Problem details:
Taking the line that contains "Query: utility cable" as the first, copy exactly every line through the last line of the records, and nothing else.
(Records supplied begins)
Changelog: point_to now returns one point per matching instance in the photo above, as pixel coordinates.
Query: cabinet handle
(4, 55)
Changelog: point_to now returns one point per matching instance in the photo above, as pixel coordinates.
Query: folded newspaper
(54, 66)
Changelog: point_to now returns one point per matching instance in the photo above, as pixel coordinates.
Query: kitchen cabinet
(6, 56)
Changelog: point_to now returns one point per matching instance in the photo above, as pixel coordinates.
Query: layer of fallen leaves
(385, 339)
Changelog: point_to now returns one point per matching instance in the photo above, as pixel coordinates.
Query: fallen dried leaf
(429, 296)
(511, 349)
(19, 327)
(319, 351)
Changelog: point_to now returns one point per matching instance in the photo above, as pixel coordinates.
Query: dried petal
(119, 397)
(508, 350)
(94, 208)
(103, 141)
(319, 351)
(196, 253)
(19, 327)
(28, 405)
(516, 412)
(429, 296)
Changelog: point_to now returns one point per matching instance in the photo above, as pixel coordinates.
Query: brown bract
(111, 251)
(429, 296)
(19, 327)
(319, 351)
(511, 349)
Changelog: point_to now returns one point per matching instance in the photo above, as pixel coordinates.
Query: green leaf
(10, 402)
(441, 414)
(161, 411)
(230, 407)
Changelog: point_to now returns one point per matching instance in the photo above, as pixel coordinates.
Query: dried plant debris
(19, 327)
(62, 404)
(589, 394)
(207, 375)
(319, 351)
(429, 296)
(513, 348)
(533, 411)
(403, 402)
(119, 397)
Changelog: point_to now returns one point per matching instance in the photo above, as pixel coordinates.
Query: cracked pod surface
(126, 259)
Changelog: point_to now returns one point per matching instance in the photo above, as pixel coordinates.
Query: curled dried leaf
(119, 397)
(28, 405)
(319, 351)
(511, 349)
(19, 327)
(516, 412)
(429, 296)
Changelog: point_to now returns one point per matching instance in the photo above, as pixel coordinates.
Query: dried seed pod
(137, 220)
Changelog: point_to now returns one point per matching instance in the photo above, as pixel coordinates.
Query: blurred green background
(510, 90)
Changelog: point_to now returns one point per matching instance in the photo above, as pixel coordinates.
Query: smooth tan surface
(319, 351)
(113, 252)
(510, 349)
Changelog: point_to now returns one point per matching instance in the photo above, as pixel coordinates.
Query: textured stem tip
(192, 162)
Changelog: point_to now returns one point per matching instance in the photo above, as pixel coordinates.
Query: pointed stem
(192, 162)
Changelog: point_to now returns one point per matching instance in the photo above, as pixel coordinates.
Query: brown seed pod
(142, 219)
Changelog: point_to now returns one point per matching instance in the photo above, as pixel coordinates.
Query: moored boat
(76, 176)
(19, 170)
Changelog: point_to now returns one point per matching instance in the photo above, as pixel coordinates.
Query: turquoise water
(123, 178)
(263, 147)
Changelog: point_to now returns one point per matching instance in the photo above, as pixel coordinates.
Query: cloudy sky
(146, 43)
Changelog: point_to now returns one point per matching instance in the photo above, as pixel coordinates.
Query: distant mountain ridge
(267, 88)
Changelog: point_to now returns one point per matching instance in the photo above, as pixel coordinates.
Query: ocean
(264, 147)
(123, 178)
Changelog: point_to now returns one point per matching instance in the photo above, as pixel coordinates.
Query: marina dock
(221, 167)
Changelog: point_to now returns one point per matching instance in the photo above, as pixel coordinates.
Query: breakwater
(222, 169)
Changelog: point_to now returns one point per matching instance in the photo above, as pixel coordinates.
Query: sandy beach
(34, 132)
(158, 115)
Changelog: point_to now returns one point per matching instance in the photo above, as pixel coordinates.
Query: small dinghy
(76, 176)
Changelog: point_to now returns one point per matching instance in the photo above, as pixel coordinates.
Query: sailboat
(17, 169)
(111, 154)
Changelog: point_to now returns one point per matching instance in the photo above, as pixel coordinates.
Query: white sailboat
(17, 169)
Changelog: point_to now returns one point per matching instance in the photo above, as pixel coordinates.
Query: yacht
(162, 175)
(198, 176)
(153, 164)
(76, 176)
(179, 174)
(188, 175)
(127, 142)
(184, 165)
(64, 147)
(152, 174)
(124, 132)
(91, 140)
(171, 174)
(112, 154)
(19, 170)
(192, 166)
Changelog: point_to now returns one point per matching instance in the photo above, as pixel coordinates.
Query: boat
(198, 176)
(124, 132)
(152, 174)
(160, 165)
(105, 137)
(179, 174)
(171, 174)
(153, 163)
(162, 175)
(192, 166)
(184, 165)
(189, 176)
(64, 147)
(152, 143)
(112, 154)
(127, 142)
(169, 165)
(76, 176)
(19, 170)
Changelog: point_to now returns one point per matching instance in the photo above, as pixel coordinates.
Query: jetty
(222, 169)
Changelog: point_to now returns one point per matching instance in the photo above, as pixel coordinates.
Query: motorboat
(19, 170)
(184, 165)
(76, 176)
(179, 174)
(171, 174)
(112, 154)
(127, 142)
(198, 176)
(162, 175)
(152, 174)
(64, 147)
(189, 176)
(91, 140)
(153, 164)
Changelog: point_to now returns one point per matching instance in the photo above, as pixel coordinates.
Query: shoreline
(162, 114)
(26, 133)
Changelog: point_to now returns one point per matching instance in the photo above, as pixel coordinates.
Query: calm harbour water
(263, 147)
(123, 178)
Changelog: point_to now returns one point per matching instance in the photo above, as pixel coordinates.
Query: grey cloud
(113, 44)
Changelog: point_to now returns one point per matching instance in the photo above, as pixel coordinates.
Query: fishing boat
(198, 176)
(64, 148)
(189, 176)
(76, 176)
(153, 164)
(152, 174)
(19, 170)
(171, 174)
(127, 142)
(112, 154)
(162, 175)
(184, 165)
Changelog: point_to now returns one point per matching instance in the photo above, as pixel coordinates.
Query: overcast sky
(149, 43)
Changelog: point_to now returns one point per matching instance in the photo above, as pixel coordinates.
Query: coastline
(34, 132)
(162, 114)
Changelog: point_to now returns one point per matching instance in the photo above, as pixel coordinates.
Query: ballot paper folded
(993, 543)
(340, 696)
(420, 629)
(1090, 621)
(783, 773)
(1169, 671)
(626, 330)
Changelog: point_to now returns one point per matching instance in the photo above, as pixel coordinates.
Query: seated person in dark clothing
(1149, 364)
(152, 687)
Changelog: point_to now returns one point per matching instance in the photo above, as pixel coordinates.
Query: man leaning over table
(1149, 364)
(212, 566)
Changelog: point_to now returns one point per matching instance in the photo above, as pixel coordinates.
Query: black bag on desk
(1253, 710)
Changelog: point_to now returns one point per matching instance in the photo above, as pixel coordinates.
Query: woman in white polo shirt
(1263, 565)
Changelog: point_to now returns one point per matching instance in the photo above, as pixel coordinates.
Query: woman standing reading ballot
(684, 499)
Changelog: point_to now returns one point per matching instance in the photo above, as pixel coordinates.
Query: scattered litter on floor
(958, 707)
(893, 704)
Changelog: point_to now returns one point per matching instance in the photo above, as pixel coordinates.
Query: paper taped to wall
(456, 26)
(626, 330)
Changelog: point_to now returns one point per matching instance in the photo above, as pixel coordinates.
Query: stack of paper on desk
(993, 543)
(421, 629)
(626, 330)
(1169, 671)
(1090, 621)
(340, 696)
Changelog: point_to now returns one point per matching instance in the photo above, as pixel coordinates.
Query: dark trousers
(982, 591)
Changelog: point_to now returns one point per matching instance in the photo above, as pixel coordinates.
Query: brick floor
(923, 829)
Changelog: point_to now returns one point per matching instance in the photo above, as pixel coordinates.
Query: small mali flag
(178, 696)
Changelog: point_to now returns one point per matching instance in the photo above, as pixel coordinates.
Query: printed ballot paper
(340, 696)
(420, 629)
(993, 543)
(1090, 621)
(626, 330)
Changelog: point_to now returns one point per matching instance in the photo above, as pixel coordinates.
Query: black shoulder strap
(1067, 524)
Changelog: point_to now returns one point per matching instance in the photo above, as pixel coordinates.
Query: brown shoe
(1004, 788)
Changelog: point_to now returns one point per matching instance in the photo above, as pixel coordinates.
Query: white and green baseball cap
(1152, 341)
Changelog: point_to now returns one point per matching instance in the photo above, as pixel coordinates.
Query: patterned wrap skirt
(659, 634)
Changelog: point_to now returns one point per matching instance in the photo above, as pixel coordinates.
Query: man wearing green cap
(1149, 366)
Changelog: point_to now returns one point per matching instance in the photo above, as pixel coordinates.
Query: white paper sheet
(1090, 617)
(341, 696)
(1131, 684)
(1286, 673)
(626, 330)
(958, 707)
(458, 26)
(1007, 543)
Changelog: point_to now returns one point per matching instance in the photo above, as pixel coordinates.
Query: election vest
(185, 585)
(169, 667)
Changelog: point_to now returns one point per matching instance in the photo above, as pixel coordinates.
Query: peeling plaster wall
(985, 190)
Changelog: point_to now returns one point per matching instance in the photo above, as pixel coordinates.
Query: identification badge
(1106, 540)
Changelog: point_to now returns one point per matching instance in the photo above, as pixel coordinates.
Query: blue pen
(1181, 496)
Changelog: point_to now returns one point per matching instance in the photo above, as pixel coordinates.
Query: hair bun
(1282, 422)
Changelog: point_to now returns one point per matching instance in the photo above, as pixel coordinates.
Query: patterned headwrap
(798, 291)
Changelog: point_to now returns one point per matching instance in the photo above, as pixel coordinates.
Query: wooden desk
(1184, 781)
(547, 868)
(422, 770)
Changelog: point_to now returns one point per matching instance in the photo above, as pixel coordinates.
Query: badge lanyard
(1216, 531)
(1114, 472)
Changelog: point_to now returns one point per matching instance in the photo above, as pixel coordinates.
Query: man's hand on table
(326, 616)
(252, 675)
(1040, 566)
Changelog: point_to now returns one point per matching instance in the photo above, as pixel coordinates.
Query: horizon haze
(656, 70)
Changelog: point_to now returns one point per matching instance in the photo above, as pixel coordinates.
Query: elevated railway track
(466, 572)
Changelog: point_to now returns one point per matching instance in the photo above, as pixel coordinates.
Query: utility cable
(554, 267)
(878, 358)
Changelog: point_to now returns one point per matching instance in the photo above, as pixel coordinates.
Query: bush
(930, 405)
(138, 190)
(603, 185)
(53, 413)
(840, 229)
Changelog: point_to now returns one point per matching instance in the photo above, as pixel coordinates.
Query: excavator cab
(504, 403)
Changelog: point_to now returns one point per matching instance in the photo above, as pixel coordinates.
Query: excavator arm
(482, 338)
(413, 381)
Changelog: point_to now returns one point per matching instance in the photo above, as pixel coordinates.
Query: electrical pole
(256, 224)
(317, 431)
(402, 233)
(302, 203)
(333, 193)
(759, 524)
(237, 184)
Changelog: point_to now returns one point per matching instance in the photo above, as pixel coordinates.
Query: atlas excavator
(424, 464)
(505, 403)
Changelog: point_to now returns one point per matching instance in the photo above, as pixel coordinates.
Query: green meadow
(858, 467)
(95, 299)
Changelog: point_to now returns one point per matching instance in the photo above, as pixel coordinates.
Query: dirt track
(Records supplied ends)
Solution:
Query: utility cable
(554, 267)
(878, 358)
Changelog: point_to now returns one point per matching instance in the photo above, as pixel coordinates.
Query: bush
(930, 405)
(138, 190)
(603, 185)
(53, 413)
(840, 229)
Changelog: point_to now returns one point per matching instance in the photo above, as pixel coordinates.
Query: excavator cab
(504, 403)
Changelog: point_to now returns one point per matching instance in the photo above, as pixel coordinates.
Query: excavator arm
(482, 338)
(413, 381)
Changelog: point_to now returns one point per matching instance in the photo above, as pixel coordinates.
Query: electrical pole
(256, 224)
(317, 431)
(402, 233)
(302, 203)
(333, 193)
(759, 524)
(237, 184)
Changelog: point_to now returns one point per matching instance in the photo above, as pixel coordinates.
Query: atlas excavator
(424, 464)
(505, 403)
Changelog: point_to now returns one point per matching instance in the photo above, as pixel coordinates.
Query: green meadow
(858, 467)
(95, 299)
Changelog: point_to now returns one point per matching instance in the photo above, as pixel coordinates.
Query: dirt track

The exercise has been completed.